I forgot all of this until I saw him one night at a garden party by the lagoon. It was days after his father died and years since we’d seen each other. He was glowing, as usual, with our everything-at-once: confounding, synchronous, spiritual and profound. He showed me a text on time he was drafting; I was writing the same. I entered our aura for the first time in years. It was dense and pulsating. It’s tangible, he said. My heart cracked violently open and I cried all night. It was only then I noticed my constant effort stitching my ribcage closed. 

I was terrified of him, but I had to know: what was this energy? What could we make with it? If it was me, my own fears or rigidities that blocked our actualization, that felt like blasphemy. We looked sacred to me. 

*

Silently, unknowingly, the past had been holding us hostage. It was always present in my body: in my fatigue, in my injuries, unfinished pain in my joints and in my lungs. 

In the season of remembering I unspooled our everything-at-once. I pulled this dense tangle of times out of the jagged, hazy, hypnotic space and laid it out in narrative. Time was still tidalectic in the recounting; but memories were painted in and painted together, rendered coherent, made into sense. 

As I untangled our past, our present smoothed too, and the future opened. The season of remembering unleashed terrible pain and terrible desire. I cried so deep, so hard, so long, that I saw my inner God-self: divinely fluid and full of light. The only rigidities were my defenses, like a box around my heart. I think he is part of my awakening, I whispered to my psychoanalyst in New York.

## Input data
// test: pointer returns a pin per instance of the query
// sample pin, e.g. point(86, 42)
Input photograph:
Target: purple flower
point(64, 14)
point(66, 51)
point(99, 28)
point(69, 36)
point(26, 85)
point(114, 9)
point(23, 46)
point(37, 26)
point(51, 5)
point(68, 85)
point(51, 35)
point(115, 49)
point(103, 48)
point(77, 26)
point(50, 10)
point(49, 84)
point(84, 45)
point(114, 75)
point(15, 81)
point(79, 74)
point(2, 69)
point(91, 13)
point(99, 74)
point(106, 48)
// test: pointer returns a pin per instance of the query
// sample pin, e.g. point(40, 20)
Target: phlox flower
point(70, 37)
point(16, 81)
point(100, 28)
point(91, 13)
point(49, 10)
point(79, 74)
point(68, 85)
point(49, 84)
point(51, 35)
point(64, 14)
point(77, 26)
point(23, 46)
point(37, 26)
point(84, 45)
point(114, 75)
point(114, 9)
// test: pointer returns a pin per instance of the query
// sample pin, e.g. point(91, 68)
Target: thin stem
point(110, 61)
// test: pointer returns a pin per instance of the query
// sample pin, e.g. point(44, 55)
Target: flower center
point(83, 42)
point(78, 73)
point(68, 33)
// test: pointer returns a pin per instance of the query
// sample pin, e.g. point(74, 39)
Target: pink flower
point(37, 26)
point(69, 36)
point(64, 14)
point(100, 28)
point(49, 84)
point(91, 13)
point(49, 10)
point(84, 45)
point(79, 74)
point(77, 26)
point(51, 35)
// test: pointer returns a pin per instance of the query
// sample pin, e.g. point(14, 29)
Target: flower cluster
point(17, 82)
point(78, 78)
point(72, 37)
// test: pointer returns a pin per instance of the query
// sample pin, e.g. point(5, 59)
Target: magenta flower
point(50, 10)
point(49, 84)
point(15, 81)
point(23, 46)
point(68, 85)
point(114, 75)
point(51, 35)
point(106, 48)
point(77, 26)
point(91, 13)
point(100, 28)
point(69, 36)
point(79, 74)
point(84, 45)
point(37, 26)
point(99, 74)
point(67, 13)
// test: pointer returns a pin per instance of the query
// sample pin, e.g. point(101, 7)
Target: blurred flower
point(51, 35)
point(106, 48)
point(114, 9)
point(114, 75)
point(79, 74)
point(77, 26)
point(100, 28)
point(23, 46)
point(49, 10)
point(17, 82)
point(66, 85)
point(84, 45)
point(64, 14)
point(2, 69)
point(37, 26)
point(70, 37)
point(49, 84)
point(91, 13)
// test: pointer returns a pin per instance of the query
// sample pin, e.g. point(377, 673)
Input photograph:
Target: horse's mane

## What you have to do
Answer these questions about the passage.
1. Where was the garden party held?
2. What was he drafting when they met at the party?
3. Whom did the narrator whisper "I think he is part of my awakening" to?
Answer from the passage alone.

## Reply to the exercise
1. By the lagoon.
2. A text on time.
3. The narrator's psychoanalyst in New York.